= EXERCISE =
If you see a picture in the data below, omit it and copy the rest exactly.
════════════════════
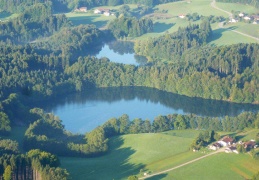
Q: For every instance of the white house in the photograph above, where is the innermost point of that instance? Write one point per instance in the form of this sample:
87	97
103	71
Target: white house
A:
════════════════════
= ANSWER SECTION =
Q: For every instance of the white house in the photograph above, where is the innermost point of that instance? Write one point per instance in the form of this sample:
87	97
103	71
Target: white house
A:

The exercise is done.